● **Task statement**
Starting at the line that contains "the chair armrest" and going through the final line of the entries below, put those lines into a numbered list, leaving out any blank lines.

= = =

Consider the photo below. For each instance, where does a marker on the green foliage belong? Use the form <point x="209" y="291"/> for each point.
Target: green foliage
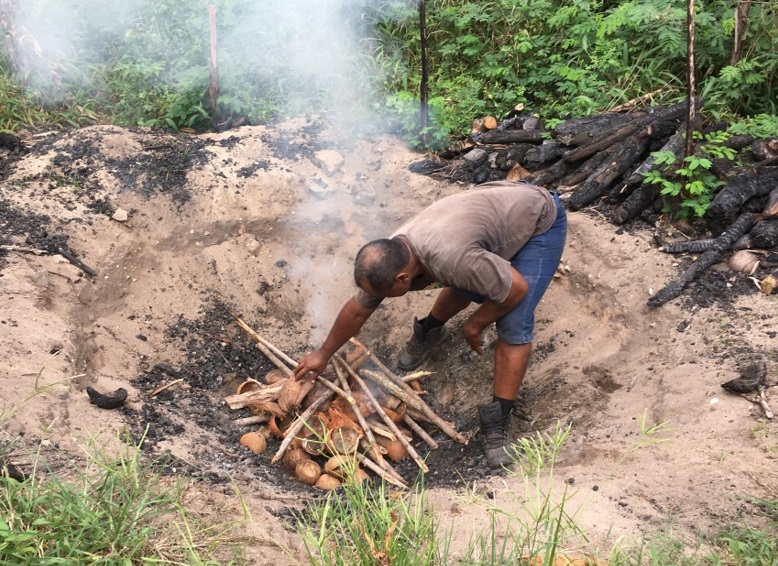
<point x="759" y="126"/>
<point x="690" y="188"/>
<point x="113" y="511"/>
<point x="363" y="525"/>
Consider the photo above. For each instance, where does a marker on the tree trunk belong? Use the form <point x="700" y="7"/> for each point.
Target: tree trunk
<point x="742" y="12"/>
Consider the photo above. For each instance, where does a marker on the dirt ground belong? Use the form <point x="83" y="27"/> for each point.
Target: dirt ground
<point x="265" y="222"/>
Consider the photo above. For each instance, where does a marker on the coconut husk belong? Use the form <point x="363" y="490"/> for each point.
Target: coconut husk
<point x="344" y="440"/>
<point x="254" y="441"/>
<point x="307" y="471"/>
<point x="294" y="456"/>
<point x="395" y="450"/>
<point x="327" y="482"/>
<point x="274" y="376"/>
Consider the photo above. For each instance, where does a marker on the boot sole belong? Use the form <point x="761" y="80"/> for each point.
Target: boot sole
<point x="443" y="335"/>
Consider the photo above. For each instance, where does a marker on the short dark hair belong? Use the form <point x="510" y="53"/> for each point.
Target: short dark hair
<point x="379" y="262"/>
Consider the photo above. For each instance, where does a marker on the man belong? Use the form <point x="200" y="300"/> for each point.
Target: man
<point x="498" y="245"/>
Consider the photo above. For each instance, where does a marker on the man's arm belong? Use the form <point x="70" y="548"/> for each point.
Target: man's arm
<point x="348" y="322"/>
<point x="491" y="311"/>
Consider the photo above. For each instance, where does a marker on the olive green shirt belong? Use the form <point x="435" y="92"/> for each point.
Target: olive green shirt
<point x="466" y="240"/>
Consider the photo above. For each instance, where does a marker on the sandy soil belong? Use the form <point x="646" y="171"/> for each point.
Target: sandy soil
<point x="265" y="222"/>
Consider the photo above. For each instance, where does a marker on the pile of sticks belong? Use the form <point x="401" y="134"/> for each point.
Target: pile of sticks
<point x="605" y="158"/>
<point x="351" y="417"/>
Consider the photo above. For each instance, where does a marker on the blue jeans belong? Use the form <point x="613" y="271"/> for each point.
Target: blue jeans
<point x="537" y="262"/>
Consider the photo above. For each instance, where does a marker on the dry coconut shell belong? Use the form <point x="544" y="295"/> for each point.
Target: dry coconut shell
<point x="395" y="450"/>
<point x="327" y="482"/>
<point x="341" y="466"/>
<point x="768" y="284"/>
<point x="248" y="386"/>
<point x="308" y="472"/>
<point x="254" y="441"/>
<point x="293" y="457"/>
<point x="314" y="435"/>
<point x="744" y="261"/>
<point x="287" y="398"/>
<point x="358" y="477"/>
<point x="274" y="376"/>
<point x="344" y="440"/>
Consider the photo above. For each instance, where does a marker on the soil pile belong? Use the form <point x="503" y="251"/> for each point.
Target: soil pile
<point x="169" y="236"/>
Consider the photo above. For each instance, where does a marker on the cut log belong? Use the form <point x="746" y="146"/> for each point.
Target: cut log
<point x="728" y="202"/>
<point x="599" y="181"/>
<point x="715" y="250"/>
<point x="541" y="155"/>
<point x="581" y="130"/>
<point x="550" y="175"/>
<point x="587" y="168"/>
<point x="645" y="123"/>
<point x="764" y="235"/>
<point x="511" y="136"/>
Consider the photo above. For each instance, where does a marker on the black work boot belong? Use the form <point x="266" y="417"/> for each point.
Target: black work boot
<point x="494" y="427"/>
<point x="418" y="347"/>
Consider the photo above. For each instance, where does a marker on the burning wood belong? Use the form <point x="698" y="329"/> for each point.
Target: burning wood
<point x="340" y="418"/>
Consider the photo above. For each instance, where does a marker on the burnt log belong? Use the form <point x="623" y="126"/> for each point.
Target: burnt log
<point x="599" y="181"/>
<point x="581" y="130"/>
<point x="648" y="124"/>
<point x="510" y="136"/>
<point x="550" y="175"/>
<point x="542" y="154"/>
<point x="713" y="251"/>
<point x="506" y="158"/>
<point x="728" y="202"/>
<point x="589" y="166"/>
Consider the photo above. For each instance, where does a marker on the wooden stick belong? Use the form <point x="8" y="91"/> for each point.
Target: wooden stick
<point x="418" y="402"/>
<point x="382" y="414"/>
<point x="254" y="419"/>
<point x="763" y="403"/>
<point x="24" y="250"/>
<point x="360" y="417"/>
<point x="368" y="463"/>
<point x="413" y="401"/>
<point x="161" y="388"/>
<point x="299" y="423"/>
<point x="420" y="432"/>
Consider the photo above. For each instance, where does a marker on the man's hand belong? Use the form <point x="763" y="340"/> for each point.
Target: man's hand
<point x="472" y="332"/>
<point x="313" y="362"/>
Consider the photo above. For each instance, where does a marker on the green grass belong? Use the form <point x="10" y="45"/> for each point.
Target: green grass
<point x="110" y="509"/>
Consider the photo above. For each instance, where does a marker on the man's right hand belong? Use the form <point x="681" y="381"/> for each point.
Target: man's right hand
<point x="314" y="362"/>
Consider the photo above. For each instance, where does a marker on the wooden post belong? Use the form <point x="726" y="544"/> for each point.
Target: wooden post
<point x="213" y="85"/>
<point x="424" y="112"/>
<point x="691" y="112"/>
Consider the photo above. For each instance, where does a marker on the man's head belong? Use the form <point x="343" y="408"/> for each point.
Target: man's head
<point x="381" y="268"/>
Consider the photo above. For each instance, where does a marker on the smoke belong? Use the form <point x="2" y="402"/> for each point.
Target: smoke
<point x="300" y="50"/>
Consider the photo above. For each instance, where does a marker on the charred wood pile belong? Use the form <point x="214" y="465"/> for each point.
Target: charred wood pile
<point x="356" y="419"/>
<point x="602" y="161"/>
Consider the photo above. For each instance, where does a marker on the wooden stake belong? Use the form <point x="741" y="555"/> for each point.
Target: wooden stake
<point x="413" y="400"/>
<point x="299" y="423"/>
<point x="382" y="414"/>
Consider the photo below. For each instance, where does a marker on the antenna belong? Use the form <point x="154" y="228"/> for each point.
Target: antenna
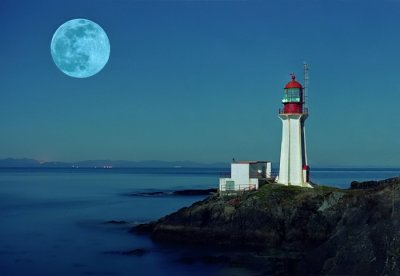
<point x="305" y="89"/>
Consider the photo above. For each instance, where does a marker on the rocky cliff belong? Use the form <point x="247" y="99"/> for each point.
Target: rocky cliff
<point x="334" y="231"/>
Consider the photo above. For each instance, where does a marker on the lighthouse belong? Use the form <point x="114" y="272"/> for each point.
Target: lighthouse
<point x="293" y="168"/>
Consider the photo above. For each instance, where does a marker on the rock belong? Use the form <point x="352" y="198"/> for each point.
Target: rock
<point x="334" y="231"/>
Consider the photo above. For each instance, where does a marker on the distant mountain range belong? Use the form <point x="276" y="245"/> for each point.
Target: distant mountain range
<point x="33" y="163"/>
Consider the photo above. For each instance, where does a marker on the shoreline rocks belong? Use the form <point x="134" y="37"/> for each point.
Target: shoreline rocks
<point x="335" y="231"/>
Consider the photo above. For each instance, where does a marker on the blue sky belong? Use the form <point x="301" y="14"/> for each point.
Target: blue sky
<point x="203" y="80"/>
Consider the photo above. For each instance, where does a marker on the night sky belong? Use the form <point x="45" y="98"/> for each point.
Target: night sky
<point x="203" y="81"/>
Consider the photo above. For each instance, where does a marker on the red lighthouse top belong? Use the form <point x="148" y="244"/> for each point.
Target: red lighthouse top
<point x="293" y="97"/>
<point x="293" y="83"/>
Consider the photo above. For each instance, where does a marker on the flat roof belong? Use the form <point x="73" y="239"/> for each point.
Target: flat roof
<point x="250" y="162"/>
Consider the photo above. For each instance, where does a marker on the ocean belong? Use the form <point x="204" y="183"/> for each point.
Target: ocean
<point x="53" y="221"/>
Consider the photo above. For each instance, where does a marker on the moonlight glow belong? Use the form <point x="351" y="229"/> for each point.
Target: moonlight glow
<point x="80" y="48"/>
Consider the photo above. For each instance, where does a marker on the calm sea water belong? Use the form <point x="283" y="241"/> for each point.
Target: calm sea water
<point x="52" y="220"/>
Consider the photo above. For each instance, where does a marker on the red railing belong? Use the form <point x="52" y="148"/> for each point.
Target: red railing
<point x="282" y="111"/>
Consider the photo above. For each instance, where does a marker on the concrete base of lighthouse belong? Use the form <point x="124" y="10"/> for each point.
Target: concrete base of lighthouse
<point x="293" y="156"/>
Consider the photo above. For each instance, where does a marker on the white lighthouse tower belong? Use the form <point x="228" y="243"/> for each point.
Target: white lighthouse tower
<point x="293" y="169"/>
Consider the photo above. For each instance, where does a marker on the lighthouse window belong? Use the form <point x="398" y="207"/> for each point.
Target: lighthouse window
<point x="291" y="95"/>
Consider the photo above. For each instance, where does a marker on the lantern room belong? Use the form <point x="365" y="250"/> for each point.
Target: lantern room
<point x="293" y="97"/>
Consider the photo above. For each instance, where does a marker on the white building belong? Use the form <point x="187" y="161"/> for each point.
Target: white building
<point x="293" y="167"/>
<point x="245" y="175"/>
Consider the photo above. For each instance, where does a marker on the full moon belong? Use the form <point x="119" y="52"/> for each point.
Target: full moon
<point x="80" y="48"/>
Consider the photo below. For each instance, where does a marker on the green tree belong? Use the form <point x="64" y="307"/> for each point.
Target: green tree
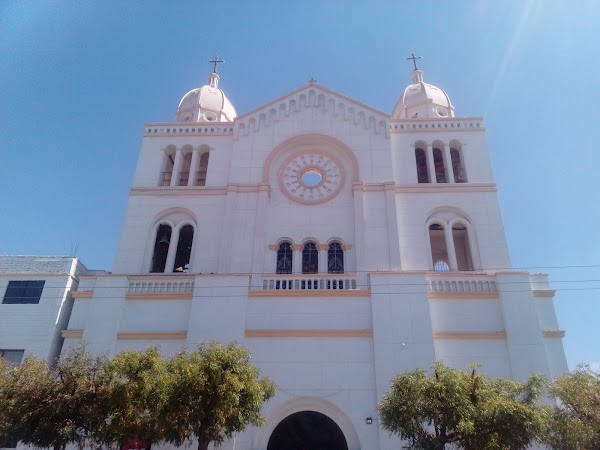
<point x="463" y="409"/>
<point x="47" y="406"/>
<point x="136" y="394"/>
<point x="214" y="392"/>
<point x="575" y="422"/>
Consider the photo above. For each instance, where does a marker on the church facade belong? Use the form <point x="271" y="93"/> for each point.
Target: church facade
<point x="340" y="244"/>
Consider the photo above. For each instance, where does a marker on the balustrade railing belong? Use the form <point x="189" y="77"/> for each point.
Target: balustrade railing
<point x="299" y="282"/>
<point x="455" y="283"/>
<point x="160" y="286"/>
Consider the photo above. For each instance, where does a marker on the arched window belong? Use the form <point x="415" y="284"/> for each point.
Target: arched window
<point x="439" y="252"/>
<point x="184" y="249"/>
<point x="335" y="258"/>
<point x="421" y="160"/>
<point x="161" y="248"/>
<point x="202" y="170"/>
<point x="167" y="173"/>
<point x="460" y="236"/>
<point x="458" y="166"/>
<point x="310" y="258"/>
<point x="438" y="163"/>
<point x="184" y="175"/>
<point x="284" y="258"/>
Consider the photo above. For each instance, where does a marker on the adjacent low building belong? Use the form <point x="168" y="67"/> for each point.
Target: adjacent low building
<point x="36" y="304"/>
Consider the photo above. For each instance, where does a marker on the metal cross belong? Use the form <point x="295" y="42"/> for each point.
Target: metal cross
<point x="414" y="58"/>
<point x="216" y="62"/>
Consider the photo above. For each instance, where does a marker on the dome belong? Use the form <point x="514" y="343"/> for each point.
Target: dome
<point x="423" y="101"/>
<point x="206" y="104"/>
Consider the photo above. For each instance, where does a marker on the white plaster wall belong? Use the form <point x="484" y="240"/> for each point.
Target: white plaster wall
<point x="155" y="316"/>
<point x="309" y="312"/>
<point x="468" y="315"/>
<point x="492" y="354"/>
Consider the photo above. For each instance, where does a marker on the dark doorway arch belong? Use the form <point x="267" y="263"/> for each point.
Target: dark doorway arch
<point x="307" y="430"/>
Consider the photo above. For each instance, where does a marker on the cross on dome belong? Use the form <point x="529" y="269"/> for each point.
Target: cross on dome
<point x="216" y="62"/>
<point x="414" y="58"/>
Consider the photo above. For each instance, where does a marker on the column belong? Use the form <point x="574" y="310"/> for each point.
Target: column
<point x="323" y="250"/>
<point x="450" y="248"/>
<point x="392" y="225"/>
<point x="360" y="262"/>
<point x="177" y="167"/>
<point x="431" y="164"/>
<point x="297" y="258"/>
<point x="226" y="233"/>
<point x="163" y="166"/>
<point x="260" y="237"/>
<point x="193" y="176"/>
<point x="172" y="250"/>
<point x="448" y="161"/>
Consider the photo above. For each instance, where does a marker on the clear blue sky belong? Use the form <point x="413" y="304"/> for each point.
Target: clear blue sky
<point x="78" y="79"/>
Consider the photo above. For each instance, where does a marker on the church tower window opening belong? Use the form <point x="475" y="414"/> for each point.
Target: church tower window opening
<point x="284" y="258"/>
<point x="422" y="171"/>
<point x="438" y="163"/>
<point x="310" y="258"/>
<point x="168" y="165"/>
<point x="184" y="249"/>
<point x="161" y="248"/>
<point x="335" y="258"/>
<point x="202" y="170"/>
<point x="460" y="238"/>
<point x="439" y="252"/>
<point x="184" y="175"/>
<point x="458" y="167"/>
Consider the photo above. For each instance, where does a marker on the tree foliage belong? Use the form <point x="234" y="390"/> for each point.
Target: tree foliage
<point x="46" y="406"/>
<point x="575" y="423"/>
<point x="463" y="409"/>
<point x="207" y="395"/>
<point x="215" y="393"/>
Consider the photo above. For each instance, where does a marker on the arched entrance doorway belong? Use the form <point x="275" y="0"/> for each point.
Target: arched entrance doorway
<point x="307" y="430"/>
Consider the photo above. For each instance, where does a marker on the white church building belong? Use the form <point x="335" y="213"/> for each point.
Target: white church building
<point x="340" y="244"/>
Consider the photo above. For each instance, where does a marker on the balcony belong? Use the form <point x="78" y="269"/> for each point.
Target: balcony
<point x="305" y="284"/>
<point x="461" y="284"/>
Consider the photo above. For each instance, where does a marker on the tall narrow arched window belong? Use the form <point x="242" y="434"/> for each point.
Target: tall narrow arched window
<point x="458" y="166"/>
<point x="184" y="249"/>
<point x="421" y="160"/>
<point x="161" y="248"/>
<point x="439" y="252"/>
<point x="184" y="175"/>
<point x="460" y="236"/>
<point x="335" y="258"/>
<point x="167" y="173"/>
<point x="310" y="258"/>
<point x="202" y="170"/>
<point x="438" y="163"/>
<point x="284" y="258"/>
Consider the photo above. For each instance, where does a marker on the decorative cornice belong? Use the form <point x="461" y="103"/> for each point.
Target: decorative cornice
<point x="271" y="333"/>
<point x="553" y="333"/>
<point x="71" y="334"/>
<point x="468" y="295"/>
<point x="152" y="335"/>
<point x="314" y="96"/>
<point x="469" y="335"/>
<point x="82" y="294"/>
<point x="544" y="293"/>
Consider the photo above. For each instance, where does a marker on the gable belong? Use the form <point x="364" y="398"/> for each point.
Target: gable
<point x="317" y="97"/>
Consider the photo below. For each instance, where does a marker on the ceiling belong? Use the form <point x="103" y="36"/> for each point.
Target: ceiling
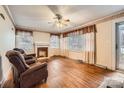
<point x="40" y="17"/>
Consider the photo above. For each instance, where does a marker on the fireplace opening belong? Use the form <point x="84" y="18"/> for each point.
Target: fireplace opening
<point x="42" y="52"/>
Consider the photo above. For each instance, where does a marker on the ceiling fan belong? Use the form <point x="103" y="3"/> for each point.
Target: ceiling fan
<point x="60" y="21"/>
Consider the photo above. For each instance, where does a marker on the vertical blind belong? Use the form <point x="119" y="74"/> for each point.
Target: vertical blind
<point x="24" y="40"/>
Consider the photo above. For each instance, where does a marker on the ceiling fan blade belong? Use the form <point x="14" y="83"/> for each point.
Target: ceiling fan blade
<point x="54" y="9"/>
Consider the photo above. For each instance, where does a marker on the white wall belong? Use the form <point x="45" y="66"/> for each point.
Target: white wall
<point x="7" y="40"/>
<point x="104" y="44"/>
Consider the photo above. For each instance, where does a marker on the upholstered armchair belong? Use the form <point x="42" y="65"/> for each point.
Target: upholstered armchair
<point x="30" y="58"/>
<point x="24" y="75"/>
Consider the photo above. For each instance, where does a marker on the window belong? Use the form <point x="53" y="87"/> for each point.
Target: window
<point x="84" y="42"/>
<point x="24" y="40"/>
<point x="75" y="42"/>
<point x="54" y="41"/>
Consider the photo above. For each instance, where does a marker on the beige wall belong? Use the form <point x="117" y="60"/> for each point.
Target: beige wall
<point x="105" y="43"/>
<point x="7" y="40"/>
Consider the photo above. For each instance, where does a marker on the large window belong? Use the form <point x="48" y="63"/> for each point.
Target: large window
<point x="54" y="41"/>
<point x="75" y="43"/>
<point x="84" y="42"/>
<point x="24" y="40"/>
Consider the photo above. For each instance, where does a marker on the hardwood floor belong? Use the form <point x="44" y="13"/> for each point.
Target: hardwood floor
<point x="66" y="73"/>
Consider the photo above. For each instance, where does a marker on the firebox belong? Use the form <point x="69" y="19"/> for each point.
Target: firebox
<point x="42" y="52"/>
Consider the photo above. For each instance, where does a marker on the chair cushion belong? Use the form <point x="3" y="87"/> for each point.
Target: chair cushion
<point x="17" y="59"/>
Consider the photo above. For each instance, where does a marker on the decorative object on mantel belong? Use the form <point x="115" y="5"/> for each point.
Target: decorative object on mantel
<point x="2" y="16"/>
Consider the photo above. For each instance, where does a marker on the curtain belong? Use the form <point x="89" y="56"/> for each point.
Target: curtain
<point x="54" y="41"/>
<point x="24" y="40"/>
<point x="83" y="41"/>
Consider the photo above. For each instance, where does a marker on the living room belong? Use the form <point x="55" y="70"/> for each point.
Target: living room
<point x="70" y="41"/>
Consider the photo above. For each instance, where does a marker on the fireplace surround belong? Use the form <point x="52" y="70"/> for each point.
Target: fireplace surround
<point x="41" y="49"/>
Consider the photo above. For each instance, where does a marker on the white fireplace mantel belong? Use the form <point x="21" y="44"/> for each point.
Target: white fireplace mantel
<point x="40" y="44"/>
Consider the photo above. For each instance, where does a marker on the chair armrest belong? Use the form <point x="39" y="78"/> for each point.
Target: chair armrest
<point x="34" y="68"/>
<point x="30" y="61"/>
<point x="33" y="54"/>
<point x="28" y="57"/>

= = =

● **Exercise solution**
1. Consider the photo above. For each instance, where does a marker on the chair armrest belong? Use the form <point x="39" y="78"/> for each point.
2. Target: chair armrest
3. <point x="34" y="68"/>
4. <point x="30" y="61"/>
5. <point x="33" y="54"/>
6. <point x="28" y="57"/>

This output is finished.